## OBJECTIVE
Will you quote only the lines starting at the one that contains "like [578, 49]." and ending with the last line of the listing below, inclusive?

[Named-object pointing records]
· · · · ·

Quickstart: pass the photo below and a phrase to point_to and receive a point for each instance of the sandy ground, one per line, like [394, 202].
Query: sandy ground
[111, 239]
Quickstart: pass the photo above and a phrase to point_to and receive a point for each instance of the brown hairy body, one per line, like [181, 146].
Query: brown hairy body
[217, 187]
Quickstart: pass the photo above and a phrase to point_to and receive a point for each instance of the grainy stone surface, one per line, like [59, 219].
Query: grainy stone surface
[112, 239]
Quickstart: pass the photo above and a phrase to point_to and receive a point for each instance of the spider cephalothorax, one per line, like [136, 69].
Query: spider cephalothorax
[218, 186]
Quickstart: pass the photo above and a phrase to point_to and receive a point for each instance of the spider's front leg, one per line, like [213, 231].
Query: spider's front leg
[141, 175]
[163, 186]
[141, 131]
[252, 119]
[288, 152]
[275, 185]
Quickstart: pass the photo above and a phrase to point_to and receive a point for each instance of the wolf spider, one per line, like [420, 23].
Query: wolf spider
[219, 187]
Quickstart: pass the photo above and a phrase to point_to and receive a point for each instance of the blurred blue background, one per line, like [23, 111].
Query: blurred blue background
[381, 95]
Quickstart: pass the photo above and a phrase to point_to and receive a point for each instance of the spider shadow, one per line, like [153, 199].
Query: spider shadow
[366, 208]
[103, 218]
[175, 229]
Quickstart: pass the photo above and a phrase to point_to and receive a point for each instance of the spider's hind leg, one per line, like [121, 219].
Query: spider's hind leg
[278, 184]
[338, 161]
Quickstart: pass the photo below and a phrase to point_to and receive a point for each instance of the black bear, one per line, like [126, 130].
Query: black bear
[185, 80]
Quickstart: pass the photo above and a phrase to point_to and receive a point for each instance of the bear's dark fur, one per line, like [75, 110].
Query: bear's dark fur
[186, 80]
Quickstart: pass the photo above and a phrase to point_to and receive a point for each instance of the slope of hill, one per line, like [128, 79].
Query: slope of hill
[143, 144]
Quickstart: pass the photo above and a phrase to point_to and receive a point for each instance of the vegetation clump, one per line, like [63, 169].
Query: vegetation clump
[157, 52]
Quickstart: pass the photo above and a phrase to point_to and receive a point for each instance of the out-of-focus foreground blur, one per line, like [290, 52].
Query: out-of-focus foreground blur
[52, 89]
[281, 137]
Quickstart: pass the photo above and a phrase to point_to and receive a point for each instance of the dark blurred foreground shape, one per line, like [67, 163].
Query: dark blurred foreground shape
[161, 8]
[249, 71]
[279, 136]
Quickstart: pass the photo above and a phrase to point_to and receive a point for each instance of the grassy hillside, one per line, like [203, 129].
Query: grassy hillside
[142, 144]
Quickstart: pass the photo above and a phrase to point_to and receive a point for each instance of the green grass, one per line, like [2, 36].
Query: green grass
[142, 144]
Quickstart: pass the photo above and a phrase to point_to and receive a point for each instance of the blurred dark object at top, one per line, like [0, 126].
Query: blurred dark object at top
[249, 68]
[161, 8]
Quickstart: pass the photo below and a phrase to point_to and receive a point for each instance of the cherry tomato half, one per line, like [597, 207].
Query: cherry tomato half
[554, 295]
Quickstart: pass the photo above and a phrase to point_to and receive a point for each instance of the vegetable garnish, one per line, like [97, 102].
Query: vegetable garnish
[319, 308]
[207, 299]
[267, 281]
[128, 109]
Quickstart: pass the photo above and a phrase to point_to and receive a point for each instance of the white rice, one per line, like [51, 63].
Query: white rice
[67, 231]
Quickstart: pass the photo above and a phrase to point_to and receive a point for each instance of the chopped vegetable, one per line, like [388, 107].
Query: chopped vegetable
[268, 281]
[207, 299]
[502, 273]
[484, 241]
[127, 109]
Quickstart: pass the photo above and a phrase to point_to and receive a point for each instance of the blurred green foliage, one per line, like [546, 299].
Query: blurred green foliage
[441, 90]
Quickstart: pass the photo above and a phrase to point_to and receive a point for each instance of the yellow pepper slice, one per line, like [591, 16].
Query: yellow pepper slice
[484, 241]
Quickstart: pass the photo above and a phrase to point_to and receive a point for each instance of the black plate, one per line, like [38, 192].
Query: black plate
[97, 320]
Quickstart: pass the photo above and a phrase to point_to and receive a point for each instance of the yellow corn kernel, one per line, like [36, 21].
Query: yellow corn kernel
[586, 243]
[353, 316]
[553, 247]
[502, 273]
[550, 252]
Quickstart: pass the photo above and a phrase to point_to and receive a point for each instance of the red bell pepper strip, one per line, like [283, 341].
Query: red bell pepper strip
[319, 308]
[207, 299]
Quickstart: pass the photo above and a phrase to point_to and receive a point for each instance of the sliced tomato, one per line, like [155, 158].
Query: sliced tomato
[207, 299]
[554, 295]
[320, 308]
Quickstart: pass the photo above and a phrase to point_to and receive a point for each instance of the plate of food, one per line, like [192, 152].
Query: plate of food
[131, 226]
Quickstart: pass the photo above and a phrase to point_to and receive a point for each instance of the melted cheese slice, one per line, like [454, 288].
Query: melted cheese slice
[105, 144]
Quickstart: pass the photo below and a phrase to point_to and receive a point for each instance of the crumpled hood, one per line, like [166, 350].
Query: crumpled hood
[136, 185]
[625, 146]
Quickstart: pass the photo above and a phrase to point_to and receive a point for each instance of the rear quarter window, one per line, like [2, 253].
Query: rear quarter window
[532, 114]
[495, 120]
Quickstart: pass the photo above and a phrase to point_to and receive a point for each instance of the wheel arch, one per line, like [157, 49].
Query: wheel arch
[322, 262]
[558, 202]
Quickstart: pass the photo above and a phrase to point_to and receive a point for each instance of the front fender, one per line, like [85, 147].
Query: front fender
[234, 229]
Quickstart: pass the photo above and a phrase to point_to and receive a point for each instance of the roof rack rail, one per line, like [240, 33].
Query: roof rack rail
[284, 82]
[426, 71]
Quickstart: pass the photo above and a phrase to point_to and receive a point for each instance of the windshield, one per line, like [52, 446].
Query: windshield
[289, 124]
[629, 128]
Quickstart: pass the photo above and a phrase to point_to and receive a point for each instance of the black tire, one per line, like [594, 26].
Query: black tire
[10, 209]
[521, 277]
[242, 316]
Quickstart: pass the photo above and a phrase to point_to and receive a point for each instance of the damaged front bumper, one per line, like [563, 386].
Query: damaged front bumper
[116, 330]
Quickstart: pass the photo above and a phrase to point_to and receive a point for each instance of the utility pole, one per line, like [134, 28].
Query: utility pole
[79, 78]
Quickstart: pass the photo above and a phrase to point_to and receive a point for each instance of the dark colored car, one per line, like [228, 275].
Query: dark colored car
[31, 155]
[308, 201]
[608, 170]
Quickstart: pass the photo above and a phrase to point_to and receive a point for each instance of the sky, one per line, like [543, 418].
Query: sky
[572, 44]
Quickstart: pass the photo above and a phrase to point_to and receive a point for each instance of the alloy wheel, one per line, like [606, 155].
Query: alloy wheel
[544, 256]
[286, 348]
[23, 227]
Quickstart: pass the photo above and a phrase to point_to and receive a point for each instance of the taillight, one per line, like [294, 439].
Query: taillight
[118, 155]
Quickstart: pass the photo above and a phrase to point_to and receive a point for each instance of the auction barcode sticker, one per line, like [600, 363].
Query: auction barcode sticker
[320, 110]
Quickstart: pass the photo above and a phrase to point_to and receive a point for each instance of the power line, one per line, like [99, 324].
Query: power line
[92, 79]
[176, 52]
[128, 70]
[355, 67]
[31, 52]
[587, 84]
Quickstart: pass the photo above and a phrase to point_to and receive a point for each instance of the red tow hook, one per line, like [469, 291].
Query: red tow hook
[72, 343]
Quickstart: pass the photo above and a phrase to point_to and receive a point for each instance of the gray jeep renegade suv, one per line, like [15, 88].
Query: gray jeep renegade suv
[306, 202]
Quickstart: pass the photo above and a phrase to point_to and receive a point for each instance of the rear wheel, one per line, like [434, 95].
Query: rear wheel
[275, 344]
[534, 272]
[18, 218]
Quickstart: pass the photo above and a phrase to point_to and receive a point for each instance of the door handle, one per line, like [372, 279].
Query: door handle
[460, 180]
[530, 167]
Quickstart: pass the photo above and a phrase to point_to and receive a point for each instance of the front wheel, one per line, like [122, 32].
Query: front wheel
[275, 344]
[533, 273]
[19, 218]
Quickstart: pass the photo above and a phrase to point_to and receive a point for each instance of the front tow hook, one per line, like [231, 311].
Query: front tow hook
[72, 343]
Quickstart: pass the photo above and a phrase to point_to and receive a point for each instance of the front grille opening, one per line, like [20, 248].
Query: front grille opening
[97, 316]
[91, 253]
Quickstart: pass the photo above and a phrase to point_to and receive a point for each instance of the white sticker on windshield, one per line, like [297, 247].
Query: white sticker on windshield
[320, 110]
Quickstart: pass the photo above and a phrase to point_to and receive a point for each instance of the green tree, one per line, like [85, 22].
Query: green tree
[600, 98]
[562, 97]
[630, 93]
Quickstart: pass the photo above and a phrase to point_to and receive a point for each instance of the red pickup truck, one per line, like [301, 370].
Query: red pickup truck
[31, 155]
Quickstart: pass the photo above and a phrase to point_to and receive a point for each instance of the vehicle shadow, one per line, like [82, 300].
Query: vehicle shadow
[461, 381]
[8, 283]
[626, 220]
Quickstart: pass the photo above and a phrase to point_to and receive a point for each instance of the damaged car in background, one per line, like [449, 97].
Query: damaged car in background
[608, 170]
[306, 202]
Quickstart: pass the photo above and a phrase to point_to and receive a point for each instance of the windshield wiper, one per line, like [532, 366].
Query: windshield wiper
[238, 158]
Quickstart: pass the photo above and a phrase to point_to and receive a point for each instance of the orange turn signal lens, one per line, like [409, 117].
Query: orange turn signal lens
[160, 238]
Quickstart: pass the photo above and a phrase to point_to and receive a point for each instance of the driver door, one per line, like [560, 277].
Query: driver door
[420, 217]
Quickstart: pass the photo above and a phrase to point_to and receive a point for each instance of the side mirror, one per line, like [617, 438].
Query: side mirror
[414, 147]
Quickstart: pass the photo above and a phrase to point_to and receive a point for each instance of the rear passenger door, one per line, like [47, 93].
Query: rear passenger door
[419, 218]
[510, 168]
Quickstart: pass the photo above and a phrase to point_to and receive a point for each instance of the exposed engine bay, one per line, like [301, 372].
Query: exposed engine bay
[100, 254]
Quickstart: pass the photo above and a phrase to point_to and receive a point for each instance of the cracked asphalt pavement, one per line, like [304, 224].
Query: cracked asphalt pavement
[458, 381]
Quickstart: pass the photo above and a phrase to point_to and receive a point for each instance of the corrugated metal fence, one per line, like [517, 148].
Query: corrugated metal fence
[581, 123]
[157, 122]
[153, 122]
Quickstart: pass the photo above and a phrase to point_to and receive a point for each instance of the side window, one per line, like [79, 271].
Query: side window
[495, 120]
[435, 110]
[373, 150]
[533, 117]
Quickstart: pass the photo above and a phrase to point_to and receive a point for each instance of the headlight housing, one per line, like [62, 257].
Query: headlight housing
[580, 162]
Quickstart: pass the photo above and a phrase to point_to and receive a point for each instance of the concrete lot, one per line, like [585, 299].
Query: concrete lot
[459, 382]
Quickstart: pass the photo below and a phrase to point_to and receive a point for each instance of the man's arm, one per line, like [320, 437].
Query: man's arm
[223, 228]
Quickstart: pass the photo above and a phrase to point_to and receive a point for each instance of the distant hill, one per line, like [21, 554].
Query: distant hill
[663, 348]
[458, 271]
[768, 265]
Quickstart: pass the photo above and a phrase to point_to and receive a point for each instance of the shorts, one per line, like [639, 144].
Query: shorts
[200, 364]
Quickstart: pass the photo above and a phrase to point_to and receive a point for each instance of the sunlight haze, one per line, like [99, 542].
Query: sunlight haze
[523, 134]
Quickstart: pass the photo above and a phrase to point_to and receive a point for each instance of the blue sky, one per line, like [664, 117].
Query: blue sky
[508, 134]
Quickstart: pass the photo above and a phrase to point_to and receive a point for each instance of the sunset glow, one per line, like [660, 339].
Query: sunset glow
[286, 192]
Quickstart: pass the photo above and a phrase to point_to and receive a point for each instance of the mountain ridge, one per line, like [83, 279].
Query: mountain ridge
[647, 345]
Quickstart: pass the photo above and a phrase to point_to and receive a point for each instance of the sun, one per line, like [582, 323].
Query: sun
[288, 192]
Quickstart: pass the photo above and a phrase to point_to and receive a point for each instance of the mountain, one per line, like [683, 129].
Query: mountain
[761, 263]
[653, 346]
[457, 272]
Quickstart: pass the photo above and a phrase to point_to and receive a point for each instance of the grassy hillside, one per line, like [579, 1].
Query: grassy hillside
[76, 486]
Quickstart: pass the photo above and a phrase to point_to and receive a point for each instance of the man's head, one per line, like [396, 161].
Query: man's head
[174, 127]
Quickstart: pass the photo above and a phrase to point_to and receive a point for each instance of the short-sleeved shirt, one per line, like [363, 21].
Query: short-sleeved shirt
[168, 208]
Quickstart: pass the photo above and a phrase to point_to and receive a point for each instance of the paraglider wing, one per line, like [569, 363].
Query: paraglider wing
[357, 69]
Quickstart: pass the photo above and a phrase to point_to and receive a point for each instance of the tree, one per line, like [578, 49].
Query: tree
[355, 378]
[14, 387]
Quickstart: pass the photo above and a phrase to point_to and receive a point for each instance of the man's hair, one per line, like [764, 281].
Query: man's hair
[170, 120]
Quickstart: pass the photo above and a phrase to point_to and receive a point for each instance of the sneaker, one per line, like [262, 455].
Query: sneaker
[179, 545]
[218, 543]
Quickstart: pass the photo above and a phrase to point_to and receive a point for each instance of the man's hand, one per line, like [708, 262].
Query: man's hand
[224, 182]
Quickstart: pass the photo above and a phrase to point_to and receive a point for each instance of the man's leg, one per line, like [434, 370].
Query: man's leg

· · · · ·

## THE ANSWER
Quickstart: pass the photo above and a phrase to point_to and receive a point for each instance of the tree, one per line, like [578, 49].
Query: tree
[355, 378]
[14, 387]
Quickstart: pass the photo above and a phrase to point_to and receive a point for each instance of the man's hair, one per line, like [764, 281].
Query: man's hair
[170, 120]
Quickstart: pass the photo above and a phrase to point_to and receive a point for each instance of the sneaker, one per line, like [262, 455].
Query: sneaker
[179, 545]
[218, 543]
Quickstart: pass the photo above and a phrase to point_to and receive a point for each instance of the man's hand, one per line, like [708, 262].
Query: man's hand
[224, 182]
Quickstart: pass the photo above and a phrase to point_to and receive a point for each instance of the man's leg, one per line, like [434, 370].
Query: man's leg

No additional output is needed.